Your answer should consist of every line in the records that holds "white".

(Dataset begins)

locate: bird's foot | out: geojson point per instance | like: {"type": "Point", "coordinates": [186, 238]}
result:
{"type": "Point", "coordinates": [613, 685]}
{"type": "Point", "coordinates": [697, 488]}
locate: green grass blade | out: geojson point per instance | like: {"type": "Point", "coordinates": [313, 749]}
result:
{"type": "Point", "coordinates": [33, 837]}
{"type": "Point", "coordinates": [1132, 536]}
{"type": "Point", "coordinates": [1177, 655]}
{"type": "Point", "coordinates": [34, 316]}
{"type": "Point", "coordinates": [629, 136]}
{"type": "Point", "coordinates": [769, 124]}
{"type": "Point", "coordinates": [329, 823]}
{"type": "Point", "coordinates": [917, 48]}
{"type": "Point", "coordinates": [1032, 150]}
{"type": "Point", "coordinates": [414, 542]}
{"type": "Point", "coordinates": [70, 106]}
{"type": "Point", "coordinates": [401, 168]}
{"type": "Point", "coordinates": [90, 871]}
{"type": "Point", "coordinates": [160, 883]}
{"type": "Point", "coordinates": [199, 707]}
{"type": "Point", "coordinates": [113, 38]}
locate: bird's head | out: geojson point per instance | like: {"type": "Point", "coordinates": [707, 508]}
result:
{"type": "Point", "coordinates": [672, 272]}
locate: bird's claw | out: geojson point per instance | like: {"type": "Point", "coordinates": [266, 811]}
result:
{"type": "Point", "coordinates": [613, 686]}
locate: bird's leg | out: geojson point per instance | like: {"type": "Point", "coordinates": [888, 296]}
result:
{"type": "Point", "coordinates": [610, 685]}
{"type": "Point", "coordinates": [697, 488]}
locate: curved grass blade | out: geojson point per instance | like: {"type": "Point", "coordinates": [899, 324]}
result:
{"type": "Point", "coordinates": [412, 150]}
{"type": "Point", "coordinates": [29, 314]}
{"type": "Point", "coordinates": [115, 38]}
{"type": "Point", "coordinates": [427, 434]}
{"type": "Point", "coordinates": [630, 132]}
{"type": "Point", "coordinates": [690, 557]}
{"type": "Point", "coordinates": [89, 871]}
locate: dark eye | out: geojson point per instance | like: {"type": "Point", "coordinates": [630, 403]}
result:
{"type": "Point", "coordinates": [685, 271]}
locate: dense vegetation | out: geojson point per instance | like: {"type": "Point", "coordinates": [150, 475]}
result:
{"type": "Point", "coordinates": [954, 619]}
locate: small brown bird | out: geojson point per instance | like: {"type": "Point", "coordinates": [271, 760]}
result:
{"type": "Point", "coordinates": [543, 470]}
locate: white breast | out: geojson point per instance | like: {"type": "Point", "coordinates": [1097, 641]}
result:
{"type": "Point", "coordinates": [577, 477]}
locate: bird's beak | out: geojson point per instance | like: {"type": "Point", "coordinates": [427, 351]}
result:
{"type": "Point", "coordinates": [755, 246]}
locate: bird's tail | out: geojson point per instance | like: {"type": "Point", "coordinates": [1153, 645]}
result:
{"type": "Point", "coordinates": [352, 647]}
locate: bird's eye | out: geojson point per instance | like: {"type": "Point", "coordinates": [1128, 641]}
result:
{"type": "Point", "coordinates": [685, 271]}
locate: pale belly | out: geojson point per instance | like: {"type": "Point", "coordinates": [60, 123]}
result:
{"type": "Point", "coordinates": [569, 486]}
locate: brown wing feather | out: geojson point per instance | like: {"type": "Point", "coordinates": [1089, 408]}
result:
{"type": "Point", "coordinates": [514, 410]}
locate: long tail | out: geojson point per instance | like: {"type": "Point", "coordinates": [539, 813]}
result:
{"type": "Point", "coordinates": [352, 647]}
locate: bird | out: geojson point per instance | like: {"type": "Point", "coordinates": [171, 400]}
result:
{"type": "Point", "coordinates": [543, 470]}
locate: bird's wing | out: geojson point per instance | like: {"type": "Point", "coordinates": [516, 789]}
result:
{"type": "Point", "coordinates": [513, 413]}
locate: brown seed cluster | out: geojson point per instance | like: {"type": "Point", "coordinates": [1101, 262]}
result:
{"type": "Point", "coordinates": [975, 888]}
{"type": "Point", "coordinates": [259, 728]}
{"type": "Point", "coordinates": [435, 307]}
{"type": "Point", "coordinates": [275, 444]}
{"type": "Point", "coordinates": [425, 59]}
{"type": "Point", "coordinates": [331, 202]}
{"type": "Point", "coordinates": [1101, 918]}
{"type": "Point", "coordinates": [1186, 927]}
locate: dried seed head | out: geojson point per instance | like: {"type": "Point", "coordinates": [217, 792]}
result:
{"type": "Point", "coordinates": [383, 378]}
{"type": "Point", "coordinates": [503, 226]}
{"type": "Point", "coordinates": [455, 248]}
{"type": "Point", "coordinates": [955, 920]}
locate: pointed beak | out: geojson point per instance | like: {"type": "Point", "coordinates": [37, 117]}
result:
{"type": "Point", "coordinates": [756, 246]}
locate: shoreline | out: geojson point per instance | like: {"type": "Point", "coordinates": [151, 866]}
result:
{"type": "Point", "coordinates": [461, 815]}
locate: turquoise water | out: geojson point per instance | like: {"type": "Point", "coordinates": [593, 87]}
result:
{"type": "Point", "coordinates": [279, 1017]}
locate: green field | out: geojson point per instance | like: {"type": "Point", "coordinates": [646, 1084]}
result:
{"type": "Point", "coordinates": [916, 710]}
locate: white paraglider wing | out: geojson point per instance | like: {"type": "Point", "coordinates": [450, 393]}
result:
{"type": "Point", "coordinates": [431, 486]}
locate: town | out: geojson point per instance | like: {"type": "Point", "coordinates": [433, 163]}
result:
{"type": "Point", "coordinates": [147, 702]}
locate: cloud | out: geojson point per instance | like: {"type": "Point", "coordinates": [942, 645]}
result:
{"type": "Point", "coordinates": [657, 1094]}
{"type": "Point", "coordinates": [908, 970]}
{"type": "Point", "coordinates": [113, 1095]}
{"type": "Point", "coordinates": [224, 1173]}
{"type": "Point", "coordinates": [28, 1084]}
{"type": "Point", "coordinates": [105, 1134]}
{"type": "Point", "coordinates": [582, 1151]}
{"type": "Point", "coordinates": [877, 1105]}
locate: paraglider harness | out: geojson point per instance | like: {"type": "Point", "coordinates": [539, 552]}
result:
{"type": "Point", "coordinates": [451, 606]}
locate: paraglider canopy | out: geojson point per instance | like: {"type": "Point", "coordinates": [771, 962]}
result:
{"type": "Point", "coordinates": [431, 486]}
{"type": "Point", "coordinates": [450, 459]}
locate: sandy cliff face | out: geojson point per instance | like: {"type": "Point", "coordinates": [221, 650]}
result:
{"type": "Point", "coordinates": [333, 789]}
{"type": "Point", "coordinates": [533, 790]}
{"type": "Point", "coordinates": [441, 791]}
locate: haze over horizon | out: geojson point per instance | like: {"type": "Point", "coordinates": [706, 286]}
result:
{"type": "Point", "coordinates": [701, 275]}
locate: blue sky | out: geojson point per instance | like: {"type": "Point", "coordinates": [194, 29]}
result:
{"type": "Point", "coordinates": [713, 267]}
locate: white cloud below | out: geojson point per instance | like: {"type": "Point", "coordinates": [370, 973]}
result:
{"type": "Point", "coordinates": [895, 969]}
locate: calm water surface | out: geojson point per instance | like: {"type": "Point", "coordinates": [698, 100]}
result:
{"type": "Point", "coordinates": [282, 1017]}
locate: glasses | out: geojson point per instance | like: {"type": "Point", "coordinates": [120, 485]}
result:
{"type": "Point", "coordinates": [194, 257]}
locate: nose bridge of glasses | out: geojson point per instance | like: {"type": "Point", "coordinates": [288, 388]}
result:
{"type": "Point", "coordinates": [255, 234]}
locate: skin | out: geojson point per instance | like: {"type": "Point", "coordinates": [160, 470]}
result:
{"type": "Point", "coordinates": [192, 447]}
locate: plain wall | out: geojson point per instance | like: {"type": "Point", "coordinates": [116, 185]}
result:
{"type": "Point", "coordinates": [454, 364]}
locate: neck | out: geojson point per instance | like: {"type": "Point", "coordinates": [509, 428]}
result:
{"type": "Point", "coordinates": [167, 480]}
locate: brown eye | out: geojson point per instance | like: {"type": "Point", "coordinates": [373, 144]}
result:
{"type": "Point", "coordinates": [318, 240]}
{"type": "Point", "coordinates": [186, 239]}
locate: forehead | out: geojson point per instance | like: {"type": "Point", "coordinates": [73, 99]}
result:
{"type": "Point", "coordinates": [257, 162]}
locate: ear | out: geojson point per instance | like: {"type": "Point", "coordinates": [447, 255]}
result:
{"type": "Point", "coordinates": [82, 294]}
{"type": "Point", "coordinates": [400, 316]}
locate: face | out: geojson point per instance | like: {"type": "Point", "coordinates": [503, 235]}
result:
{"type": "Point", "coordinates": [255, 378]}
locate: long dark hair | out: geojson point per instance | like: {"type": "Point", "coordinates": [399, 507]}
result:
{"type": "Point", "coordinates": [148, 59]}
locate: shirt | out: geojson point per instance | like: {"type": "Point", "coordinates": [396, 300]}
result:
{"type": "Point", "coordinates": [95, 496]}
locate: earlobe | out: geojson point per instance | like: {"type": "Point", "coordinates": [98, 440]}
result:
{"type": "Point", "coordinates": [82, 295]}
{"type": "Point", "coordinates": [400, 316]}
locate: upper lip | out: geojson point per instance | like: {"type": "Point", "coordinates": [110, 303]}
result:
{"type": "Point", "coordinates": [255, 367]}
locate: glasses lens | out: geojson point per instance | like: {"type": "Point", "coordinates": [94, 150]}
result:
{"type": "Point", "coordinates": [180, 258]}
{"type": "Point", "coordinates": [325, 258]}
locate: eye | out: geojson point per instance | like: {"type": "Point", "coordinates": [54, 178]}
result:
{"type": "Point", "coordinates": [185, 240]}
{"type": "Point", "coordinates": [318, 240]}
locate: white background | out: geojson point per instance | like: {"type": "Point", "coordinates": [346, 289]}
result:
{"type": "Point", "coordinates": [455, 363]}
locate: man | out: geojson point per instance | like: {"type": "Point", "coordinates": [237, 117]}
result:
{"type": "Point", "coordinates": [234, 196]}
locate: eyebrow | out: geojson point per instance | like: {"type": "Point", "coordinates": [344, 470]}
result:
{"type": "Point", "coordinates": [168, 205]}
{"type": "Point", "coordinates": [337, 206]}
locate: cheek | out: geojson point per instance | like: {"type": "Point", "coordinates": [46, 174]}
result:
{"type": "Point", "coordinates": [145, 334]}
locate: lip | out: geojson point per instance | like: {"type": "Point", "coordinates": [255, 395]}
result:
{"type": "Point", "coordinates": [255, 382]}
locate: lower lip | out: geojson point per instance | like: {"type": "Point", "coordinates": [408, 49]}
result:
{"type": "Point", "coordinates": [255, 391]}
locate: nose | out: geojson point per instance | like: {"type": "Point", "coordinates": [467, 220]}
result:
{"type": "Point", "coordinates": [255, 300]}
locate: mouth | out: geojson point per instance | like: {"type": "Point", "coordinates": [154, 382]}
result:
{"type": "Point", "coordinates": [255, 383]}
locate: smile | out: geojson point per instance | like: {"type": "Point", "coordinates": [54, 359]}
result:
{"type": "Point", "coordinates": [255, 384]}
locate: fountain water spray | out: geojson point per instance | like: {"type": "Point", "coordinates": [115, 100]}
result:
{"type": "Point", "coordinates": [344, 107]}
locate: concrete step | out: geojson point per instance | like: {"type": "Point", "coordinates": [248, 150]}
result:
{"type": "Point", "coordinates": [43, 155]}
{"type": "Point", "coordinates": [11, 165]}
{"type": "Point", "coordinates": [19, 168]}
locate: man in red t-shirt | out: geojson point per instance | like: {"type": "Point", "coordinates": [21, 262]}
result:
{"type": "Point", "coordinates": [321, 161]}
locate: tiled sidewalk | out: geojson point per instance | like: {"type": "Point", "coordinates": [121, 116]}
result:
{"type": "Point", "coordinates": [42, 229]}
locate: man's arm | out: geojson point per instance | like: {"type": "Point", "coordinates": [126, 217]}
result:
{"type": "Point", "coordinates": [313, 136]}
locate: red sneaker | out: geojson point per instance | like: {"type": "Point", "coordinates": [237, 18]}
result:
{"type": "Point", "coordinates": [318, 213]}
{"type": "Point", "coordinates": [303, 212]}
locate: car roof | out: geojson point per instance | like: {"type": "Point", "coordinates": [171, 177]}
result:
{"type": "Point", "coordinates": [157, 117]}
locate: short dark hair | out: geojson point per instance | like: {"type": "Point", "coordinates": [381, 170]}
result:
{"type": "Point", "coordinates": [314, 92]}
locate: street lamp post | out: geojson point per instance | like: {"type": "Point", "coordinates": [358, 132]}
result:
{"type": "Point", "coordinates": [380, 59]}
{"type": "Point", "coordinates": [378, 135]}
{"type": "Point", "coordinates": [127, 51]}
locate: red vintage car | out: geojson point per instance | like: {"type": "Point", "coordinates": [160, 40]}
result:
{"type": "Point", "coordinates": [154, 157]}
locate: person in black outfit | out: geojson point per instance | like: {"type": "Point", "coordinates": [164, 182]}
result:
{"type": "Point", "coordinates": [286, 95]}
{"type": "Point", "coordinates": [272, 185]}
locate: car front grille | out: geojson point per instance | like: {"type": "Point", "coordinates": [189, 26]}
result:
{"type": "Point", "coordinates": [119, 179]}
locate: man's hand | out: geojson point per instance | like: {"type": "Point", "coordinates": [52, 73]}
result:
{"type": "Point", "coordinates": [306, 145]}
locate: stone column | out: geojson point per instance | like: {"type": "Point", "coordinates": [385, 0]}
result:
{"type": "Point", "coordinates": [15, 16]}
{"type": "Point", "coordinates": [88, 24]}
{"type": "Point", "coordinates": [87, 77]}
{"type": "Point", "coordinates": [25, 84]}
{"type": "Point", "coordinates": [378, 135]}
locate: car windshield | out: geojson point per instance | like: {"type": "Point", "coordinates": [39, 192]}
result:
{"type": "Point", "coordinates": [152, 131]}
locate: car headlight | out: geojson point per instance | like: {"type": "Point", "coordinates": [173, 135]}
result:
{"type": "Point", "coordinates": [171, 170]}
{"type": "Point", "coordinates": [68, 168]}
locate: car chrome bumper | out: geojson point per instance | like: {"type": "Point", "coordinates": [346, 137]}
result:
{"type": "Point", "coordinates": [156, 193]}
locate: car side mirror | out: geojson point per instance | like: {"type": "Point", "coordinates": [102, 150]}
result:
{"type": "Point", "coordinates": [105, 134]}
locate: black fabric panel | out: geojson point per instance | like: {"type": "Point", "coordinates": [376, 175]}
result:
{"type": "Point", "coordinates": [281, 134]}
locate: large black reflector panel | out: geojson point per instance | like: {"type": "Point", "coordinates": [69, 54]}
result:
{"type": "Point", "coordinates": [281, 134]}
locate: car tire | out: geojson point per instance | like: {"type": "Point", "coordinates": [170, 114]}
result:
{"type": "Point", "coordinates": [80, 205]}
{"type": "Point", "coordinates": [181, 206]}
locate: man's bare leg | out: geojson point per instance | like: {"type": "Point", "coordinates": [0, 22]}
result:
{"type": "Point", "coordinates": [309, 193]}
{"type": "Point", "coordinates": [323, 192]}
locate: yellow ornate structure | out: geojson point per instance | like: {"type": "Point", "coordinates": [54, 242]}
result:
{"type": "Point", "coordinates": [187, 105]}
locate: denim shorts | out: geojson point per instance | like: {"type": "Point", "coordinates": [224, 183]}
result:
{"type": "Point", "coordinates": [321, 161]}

(Dataset ends)

▸ Solution:
locate: white breast | out: geojson point per instance | like: {"type": "Point", "coordinates": [1097, 641]}
locate: white paraglider wing | out: geojson point per instance | like: {"type": "Point", "coordinates": [450, 393]}
locate: white cloud below | out: geojson point per instance | like: {"type": "Point", "coordinates": [370, 973]}
locate: white background | out: geojson point per instance | like: {"type": "Point", "coordinates": [346, 289]}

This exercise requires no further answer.